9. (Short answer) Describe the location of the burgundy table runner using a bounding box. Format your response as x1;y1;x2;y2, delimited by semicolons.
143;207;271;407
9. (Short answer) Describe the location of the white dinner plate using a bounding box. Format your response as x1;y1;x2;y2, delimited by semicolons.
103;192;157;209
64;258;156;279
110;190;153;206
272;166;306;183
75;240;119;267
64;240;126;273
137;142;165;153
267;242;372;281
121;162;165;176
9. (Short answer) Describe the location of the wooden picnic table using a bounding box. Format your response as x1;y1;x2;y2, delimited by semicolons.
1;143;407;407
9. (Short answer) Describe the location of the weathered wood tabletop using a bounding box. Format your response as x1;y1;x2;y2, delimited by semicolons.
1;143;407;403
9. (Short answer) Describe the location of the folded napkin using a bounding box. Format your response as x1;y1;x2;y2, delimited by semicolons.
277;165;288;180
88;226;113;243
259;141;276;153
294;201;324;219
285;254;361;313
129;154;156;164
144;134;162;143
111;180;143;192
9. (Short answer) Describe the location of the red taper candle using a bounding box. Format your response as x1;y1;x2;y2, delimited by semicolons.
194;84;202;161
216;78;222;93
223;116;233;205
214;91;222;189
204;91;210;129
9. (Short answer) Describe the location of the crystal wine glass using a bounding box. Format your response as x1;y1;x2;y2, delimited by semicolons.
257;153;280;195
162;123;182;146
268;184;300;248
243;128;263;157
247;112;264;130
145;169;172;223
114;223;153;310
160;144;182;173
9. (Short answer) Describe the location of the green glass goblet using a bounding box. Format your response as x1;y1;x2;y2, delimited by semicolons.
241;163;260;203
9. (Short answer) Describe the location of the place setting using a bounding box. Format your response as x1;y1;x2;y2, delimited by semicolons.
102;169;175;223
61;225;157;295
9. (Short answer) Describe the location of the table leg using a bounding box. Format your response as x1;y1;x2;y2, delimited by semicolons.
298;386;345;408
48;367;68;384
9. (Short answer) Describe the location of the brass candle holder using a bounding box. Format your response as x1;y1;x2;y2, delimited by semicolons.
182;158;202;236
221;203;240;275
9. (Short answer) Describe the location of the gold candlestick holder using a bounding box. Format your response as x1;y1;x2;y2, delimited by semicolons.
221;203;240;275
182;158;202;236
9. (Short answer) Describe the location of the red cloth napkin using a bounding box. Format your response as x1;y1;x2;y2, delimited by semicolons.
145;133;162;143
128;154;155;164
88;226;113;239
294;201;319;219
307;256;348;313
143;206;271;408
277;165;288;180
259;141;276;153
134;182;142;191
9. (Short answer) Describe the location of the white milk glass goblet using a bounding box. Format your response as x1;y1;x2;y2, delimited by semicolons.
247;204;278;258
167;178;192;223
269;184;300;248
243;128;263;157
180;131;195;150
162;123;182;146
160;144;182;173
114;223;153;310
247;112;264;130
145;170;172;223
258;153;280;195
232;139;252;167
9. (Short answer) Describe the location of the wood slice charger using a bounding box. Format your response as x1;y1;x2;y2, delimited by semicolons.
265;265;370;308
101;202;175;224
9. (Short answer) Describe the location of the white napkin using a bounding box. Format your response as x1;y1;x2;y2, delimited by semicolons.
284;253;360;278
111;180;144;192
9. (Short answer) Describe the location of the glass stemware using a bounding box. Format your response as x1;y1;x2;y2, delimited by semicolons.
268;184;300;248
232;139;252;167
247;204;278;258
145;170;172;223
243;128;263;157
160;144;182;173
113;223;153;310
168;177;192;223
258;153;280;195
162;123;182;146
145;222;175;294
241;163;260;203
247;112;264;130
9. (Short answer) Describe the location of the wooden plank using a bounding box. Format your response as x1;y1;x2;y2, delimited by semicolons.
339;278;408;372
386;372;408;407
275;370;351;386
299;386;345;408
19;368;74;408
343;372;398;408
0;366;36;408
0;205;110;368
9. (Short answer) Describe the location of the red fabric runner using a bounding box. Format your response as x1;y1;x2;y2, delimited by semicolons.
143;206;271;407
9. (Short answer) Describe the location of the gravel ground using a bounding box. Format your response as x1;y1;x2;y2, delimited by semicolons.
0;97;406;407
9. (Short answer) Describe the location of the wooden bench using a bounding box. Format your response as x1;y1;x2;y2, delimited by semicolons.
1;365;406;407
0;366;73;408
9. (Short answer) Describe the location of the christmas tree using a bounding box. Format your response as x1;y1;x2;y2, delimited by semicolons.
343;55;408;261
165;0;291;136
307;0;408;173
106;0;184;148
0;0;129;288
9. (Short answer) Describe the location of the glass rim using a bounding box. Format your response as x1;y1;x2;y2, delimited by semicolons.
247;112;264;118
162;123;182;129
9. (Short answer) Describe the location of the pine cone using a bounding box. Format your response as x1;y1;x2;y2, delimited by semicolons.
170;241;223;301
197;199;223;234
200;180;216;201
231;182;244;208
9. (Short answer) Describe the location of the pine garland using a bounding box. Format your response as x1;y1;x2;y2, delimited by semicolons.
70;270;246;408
○ ○ ○
ACTIVITY: Copy out all of the data. Keep every word unchanged.

TASK RESULT:
9. (Short answer) Describe the location of the burgundy table runner using a bounding box. Format your response as x1;y1;x2;y2, delimited by semicolons.
143;207;271;407
9. (Short answer) Describe the location of the white dinner plate using a bounding box. Format your response as x1;y1;x2;y2, delimited by semicolons.
103;192;157;209
64;258;156;279
110;190;153;206
272;166;306;183
75;240;119;267
64;240;126;273
137;142;165;153
267;242;372;281
121;162;165;176
9. (Short answer) Describe the location of the wooden picnic table using a bounding box. Format your response as x1;y1;x2;y2, delimited by semicolons.
1;143;407;407
9. (Short answer) Describe the location of the weathered wood tabletop using a bounding box. Format your response as x1;y1;x2;y2, delimited by semicolons.
1;143;407;403
9. (Short answer) Describe the location of the folded napkin using a bounding box. Format your response as x1;y1;x2;y2, delimited by semicolons.
277;165;288;180
88;226;113;243
259;141;276;153
294;201;324;219
285;254;361;313
129;154;156;164
144;134;162;143
111;180;143;192
9. (Short answer) Describe the location of the red taper candle using a bounding box. Format your response as x1;y1;x2;y2, delimited by semicolons.
194;84;202;161
216;78;222;93
223;116;233;205
214;91;222;189
204;91;210;129
9. (Short answer) Describe the location of the crystal wine glass using a bounding box. Format your response as x1;y1;x2;y2, delimited by semicolons.
257;153;280;195
162;123;182;146
268;184;300;248
243;128;263;157
247;112;264;130
145;169;172;223
114;223;153;310
160;144;182;173
9. (Short answer) Describe the location of the green glass goblet using a bounding box. Format your response as x1;y1;x2;y2, delimited by semicolons.
241;163;260;203
9. (Short answer) Describe the location of the place setting using a bounding box. Format your response as x1;y1;x2;y2, delimited by semicolons.
102;169;175;223
61;225;157;295
9. (Short answer) Describe the location of the table leg using a bounding box. Format your response as x1;y1;x2;y2, delimited by semicolons.
298;386;345;408
48;367;68;384
9. (Short answer) Describe the location of the brass candle holder using a bounding box. Format your response as x1;y1;x2;y2, delimited by semicolons.
182;158;202;236
221;203;240;275
9. (Short answer) Describe the location of the gold candlestick holder using a bounding box. Format your response as x1;y1;x2;y2, delimited by semicolons.
221;203;240;275
182;158;202;236
9. (Short answer) Describe the location of the red cloth napkin using a bounding box. Format your response as x1;y1;x2;y2, delimited by semicolons.
145;133;162;143
128;154;155;164
88;226;113;239
294;201;319;219
307;256;348;313
143;206;271;408
277;165;288;180
259;141;276;153
134;182;142;191
9. (Short answer) Describe the location of the white milk glass goblet using a bounding box. Format your response as x1;y1;x2;y2, delimited by semicolons.
247;204;278;258
167;178;192;223
269;184;300;248
243;128;263;157
180;131;195;150
162;123;182;146
160;144;182;173
114;223;153;310
247;112;264;130
145;170;172;223
258;153;280;195
232;139;252;167
9. (Short answer) Describe the location of the wood slice charger using a bounding box. Format your response as x1;y1;x2;y2, delimited by semicolons.
265;265;370;308
101;202;175;224
9. (Short answer) Describe the location of the white napkin using a bounding box. Format your response as x1;y1;x2;y2, delimited by semicolons.
284;253;360;278
111;180;144;192
9. (Short answer) Describe the location of the glass stemware using a bounding box. Format your response as x1;y1;x2;y2, delimited by semicolons.
268;184;300;248
232;139;252;167
247;204;278;258
145;170;172;223
243;128;263;157
160;144;182;173
113;223;153;310
168;177;192;223
258;153;280;195
162;123;182;146
145;222;175;294
241;163;260;203
247;112;264;130
9. (Short answer) Describe the location of the wooden plank using a bounding box. Format your response as x1;y1;x2;y2, delimited by semicolons.
339;278;408;372
386;372;408;407
275;370;351;386
299;386;345;408
19;368;74;408
343;372;398;408
0;366;36;408
0;205;110;368
9. (Short answer) Describe the location of the red fabric runner using a bounding box. Format your response as x1;y1;x2;y2, delimited by semicolons.
143;206;271;407
9. (Short answer) Describe the location of the gravel ground using a bounding box. Format your response as x1;y1;x2;y2, delimited by semicolons.
0;97;406;407
9. (Short answer) Describe the location of the wooden bench using a bounding box. Format your response as x1;y1;x2;y2, delimited by semicolons.
1;365;406;407
0;366;73;408
9. (Short answer) Describe the location of the christmas tree using a bounding box. Format your response as x1;y1;x2;y2, delimited by semicolons.
343;55;408;261
165;0;291;136
307;0;408;173
106;0;184;148
0;0;129;288
9. (Short answer) Describe the location of the glass rim using a bounding box. Format your response as x1;y1;x2;y2, delimited by semicolons.
247;112;264;118
162;123;182;129
9. (Short answer) Describe the location of the pine cone using a bounding box. Format your response as x1;y1;x2;y2, delimited by semicolons.
170;241;223;301
197;199;223;234
200;180;216;201
231;182;244;208
9. (Short answer) Describe the location of the pine garland using a bounding box. Format your response as x1;y1;x2;y2, delimited by semicolons.
70;270;246;408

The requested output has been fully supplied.